Edit the lines below, replacing every occurrence of "beige building" with "tan building" and keeping everything else the same; leave the picture out of your answer.

(ITEMS):
********

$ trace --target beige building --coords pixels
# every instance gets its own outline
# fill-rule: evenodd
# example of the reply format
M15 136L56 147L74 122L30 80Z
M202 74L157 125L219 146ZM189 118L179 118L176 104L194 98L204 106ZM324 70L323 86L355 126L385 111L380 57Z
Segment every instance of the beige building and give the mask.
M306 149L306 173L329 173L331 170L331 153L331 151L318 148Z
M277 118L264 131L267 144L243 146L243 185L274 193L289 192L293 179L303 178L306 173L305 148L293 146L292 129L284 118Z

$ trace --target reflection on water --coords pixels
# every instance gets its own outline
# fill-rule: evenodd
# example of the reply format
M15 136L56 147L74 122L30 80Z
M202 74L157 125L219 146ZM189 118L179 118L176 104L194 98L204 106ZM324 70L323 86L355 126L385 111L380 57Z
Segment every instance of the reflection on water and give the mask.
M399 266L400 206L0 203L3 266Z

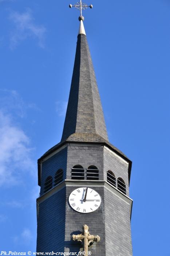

********

(WRITTEN ANSWER):
$ trace --target tan building --coords pixels
# every instance gets its own outline
# fill-rule: evenodd
# example of the reply format
M15 136L56 147L74 122L30 80Z
M202 74L157 125L219 146ZM189 118L179 118L176 104L194 98L204 106ZM324 70L323 86L355 126L385 111L380 57Z
Segment every instance of the tan building and give the mask.
M306 149L306 173L329 173L331 170L331 153L331 151L318 148Z
M277 118L264 131L267 144L243 146L243 185L274 193L289 192L293 179L303 178L306 173L305 148L293 146L292 129L284 118Z

$ trace --target reflection on water --coords pixels
# every instance gets its own outline
# fill-rule: evenodd
# example of the reply format
M15 136L56 147L74 122L30 80Z
M202 74L157 125L219 146ZM189 118L179 118L176 104L194 98L204 106ZM324 70L323 86L355 126L385 111L380 57Z
Segment every instance of the reflection on water and give the mask.
M399 266L400 206L0 203L3 266Z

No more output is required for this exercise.